Assignment
Please transcribe, word for word, only the lines from the one containing "Target: stone sphere" through the last line of the records below, both included, and leave out every picture.

[Collected data]
════════════════
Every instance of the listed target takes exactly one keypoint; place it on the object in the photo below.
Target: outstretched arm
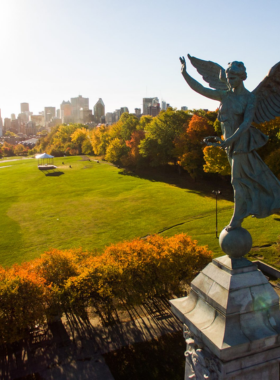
(197, 87)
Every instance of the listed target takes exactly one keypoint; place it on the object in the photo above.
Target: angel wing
(268, 96)
(210, 72)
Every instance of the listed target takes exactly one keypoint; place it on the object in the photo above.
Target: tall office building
(123, 110)
(138, 112)
(163, 105)
(1, 125)
(7, 125)
(49, 113)
(66, 112)
(24, 107)
(38, 120)
(99, 110)
(147, 102)
(117, 115)
(154, 108)
(78, 104)
(109, 118)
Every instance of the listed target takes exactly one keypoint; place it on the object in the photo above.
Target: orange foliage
(69, 280)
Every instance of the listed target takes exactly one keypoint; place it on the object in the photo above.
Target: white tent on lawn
(45, 161)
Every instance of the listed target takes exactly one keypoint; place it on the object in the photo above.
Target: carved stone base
(232, 323)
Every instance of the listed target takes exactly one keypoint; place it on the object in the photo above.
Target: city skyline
(55, 49)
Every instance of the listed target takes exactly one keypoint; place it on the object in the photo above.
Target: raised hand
(184, 65)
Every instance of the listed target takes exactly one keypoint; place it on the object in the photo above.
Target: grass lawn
(92, 205)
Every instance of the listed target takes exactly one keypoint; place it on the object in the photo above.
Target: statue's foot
(233, 226)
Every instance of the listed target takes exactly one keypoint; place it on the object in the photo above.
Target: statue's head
(235, 73)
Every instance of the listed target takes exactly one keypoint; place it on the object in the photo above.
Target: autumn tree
(216, 161)
(20, 149)
(188, 146)
(158, 144)
(100, 140)
(79, 136)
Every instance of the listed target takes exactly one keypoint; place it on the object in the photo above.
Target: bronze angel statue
(256, 189)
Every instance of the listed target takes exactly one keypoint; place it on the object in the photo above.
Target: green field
(92, 205)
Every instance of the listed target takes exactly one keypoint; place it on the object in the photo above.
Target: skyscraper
(147, 102)
(123, 110)
(66, 112)
(154, 108)
(78, 104)
(99, 110)
(49, 113)
(24, 107)
(1, 125)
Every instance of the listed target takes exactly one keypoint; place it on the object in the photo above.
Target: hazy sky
(124, 50)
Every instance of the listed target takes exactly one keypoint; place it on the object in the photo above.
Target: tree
(188, 145)
(100, 140)
(134, 157)
(158, 144)
(79, 137)
(116, 150)
(20, 149)
(7, 150)
(216, 161)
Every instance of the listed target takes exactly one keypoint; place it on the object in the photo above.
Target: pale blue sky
(124, 50)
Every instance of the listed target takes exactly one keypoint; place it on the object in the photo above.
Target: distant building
(23, 118)
(154, 108)
(39, 120)
(99, 110)
(117, 115)
(30, 128)
(15, 126)
(7, 125)
(24, 107)
(86, 115)
(66, 112)
(147, 102)
(49, 113)
(138, 111)
(1, 125)
(123, 110)
(109, 118)
(54, 122)
(78, 104)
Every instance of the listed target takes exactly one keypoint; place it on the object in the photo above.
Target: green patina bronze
(256, 189)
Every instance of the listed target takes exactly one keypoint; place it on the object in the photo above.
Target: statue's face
(234, 80)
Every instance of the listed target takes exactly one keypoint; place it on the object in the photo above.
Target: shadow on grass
(80, 338)
(54, 174)
(202, 186)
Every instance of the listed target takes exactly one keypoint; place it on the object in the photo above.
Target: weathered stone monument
(231, 316)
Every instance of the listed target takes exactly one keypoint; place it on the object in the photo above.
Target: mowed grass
(92, 205)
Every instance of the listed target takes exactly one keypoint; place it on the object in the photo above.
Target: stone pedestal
(232, 323)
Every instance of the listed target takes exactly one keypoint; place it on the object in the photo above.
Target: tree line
(70, 281)
(173, 136)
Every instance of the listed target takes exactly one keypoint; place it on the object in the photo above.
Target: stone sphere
(235, 243)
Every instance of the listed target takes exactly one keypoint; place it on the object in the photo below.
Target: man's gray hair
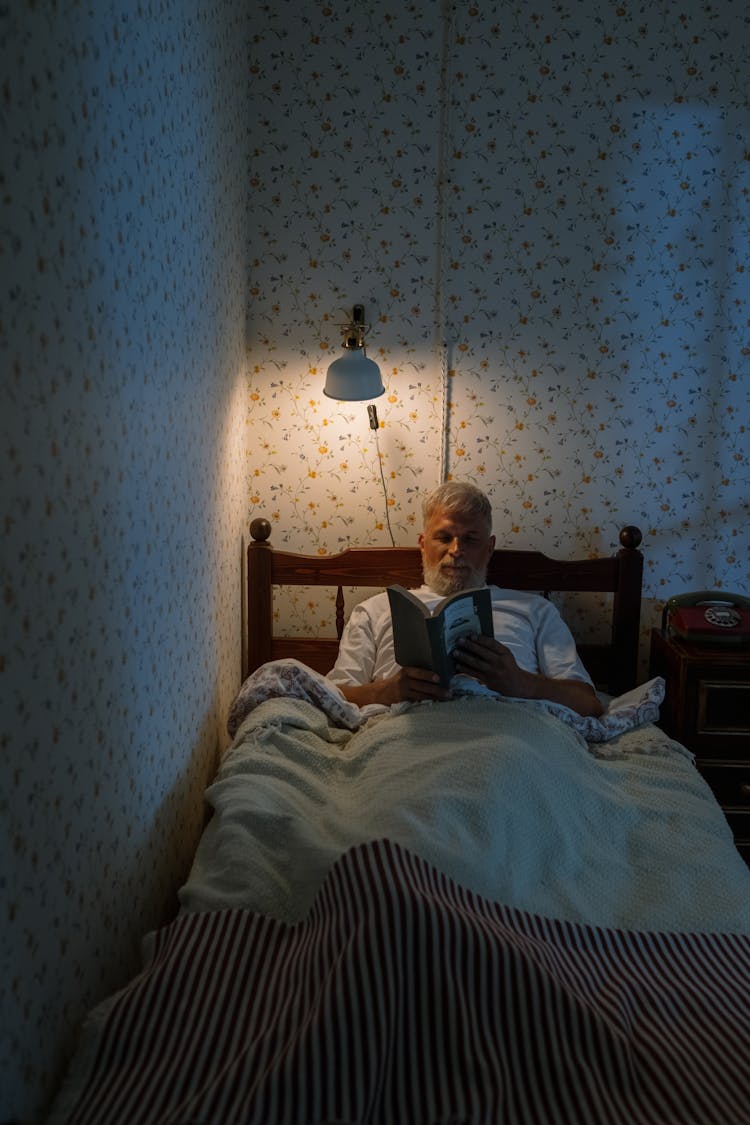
════════════════
Reply to the task
Target: stone sphere
(235, 243)
Every instance of the listed target takes exactly one keypoint; place it on the object in the photo below.
Target: man's gray hair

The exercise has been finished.